Required actions |
• a. In the smallest-subarray write-up, what time complexity is given for the sliding window approach?
• b. Continue the write-up on the smallest subarray with a given sum, starting right after its last heading.

Text excerpt |
Smallest Subarray with sum greater than a given value

Problem Statement

Given an array of positive integers and a value x, find the length of the smallest contiguous subarray whose sum is greater than or equal to x. Return 0 if no such subarray exists.

Example:

• Input: arr = [1, 4, 45, 6, 0, 19], x = 51
• Output: 3
• Explanation: The smallest subarray with sum ≥ 51 is [4, 45, 6] with length 3.

Approach 1: Brute Force

Intuition

Try all possible subarrays and find the smallest one with sum ≥ x.

Algorithm

1. For each starting index i
2. Expand to all ending indices j
3. Calculate sum and check if ≥ x
4. Track minimum length

public class Solution {
    public int smallestSubarrayWithSum(int[] arr, int x) {
        int n = arr.length;
        int minLen = Integer.MAX_VALUE;
        
        for (int i = 0; i < n; i++) {
            int currentSum = 0;
            for (int j = i; j < n; j++) {
                currentSum += arr[j];
                
                if (currentSum >= x) {
                    minLen = Math.min(minLen, j - i + 1);
                    break;  // No need to extend further
                }
            }
        }
        
        return minLen == Integer.MAX_VALUE ? 0 : minLen;
    }
}

Complexity Analysis

• Time Complexity: O(n²) - Nested loops over all subarrays
• Space Complexity: O(1) - Only constant extra space

Approach 2: Optimal - Sliding Window

Intuition

Use two pointers to maintain a sliding window. Expand the window to increase sum, shrink from left when sum exceeds x to find minimum length.

Algorithm

1. Initialize start = 0, currentSum = 0, minLen = infinity
2. For each end from 0 to n-1:
   • Add arr[end] to currentSum
   • While currentSum >= x:
     • Update minLen
     • Remove arr[start] and increment start
3. Return minLen if found, else 0

public class Solution {
    public int smallestSubarrayWithSum(int[] arr, int x) {
        int n = arr.length;
        int minLen = Integer.MAX_VALUE;
        int currentSum = 0;
        int start = 0;
        
        for (int end = 0; end < n; end++) {
            currentSum += arr[end];
            
            // Shrink window while sum >= x
            while (currentSum >= x) {
                minLen = Math.min(minLen, end - start + 1);
                currentSum -= arr[start];
                start++;
            }
        }
        
        return minLen == Integer.MAX_VALUE ? 0 : minLen;
    }
}

Complexity Analysis

• Time Complexity: O(n) - Each element is added and removed at most once
• Space Complexity: O(1) - Only constant extra space

Approach 3: Binary Search on Prefix Sums (For Non-Negative Arrays)

Dataset content |
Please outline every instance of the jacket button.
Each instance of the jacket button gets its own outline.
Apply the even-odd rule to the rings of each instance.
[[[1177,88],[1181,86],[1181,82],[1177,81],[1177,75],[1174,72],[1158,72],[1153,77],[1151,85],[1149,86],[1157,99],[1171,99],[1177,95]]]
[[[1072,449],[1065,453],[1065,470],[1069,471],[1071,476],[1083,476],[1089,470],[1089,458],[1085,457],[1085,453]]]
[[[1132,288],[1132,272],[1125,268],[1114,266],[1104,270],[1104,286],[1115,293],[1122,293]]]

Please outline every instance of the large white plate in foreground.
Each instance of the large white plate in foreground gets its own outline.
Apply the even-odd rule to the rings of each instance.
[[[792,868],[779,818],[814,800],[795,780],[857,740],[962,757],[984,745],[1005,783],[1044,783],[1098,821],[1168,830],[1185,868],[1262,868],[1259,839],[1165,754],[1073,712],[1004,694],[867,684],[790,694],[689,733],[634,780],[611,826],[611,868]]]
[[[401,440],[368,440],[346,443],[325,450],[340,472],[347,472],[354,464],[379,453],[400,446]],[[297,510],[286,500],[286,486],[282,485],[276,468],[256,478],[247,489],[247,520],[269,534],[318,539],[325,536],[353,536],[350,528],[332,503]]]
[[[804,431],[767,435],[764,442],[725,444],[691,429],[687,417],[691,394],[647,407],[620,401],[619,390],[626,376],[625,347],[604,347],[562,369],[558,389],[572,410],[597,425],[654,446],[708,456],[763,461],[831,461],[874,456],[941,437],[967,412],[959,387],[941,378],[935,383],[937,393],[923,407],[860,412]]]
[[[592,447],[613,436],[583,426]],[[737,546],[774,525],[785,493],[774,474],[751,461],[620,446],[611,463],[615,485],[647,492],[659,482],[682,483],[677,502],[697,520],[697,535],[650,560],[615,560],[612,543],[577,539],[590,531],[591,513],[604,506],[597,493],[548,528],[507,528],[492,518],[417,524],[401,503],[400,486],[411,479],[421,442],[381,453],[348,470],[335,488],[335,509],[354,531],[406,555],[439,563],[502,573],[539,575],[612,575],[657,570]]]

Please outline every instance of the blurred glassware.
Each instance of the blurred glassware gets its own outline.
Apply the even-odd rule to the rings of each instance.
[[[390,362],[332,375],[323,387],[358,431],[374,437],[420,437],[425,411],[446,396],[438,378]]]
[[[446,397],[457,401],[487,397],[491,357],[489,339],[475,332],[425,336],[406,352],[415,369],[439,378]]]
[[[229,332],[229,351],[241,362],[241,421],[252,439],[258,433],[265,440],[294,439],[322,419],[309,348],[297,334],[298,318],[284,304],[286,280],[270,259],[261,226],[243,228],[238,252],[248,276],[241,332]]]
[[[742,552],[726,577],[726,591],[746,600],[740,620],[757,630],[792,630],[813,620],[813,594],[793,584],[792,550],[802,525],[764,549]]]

Results |
• a. O(n), because each element is added and removed at most once.

• b.
Intuition

Build prefix sum array. For each index, binary search for the smallest index where prefix sum difference is ≥ x.

Algorithm

1. Build prefix sum array
2. For each index i, binary search for smallest j where prefix[j] - prefix[i] >= x
3. Track minimum length

import java.util.Arrays;

public class Solution {
    public int smallestSubarrayWithSum(int[] arr, int x) {
        int n = arr.length;
        
        // Build prefix sum array
        long[] prefix = new long[n + 1];
        for (int i = 0; i < n; i++) {
            prefix[i + 1] = prefix[i] + arr[i];
        }
        
        int minLen = Integer.MAX_VALUE;
        
        for (int i = 0; i < n; i++) {
            // Binary search for smallest j where prefix[j] - prefix[i] >= x
            long target = prefix[i] + x;
            int j = lowerBound(prefix, i + 1, n + 1, target);
            
            if (j <= n) {
                minLen = Math.min(minLen, j - i);
            }
        }
        
        return minLen == Integer.MAX_VALUE ? 0 : minLen;
    }
    
    private int lowerBound(long[] arr, int start, int end, long target) {
        while (start < end) {
            int mid = start + (end - start) / 2;
            if (arr[mid] < target) {
                start = mid + 1;
            } else {
                end = mid;
            }
        }
        return start;
    }
}

Complexity Analysis

• Time Complexity: O(n log n) - n binary searches, each O(log n)
• Space Complexity: O(n) - Prefix sum array

Variation: With Negative Numbers (Deque Approach)

Intuition

For arrays with negative numbers, sliding window doesn't work directly. Use a deque to maintain indices of increasing prefix sums.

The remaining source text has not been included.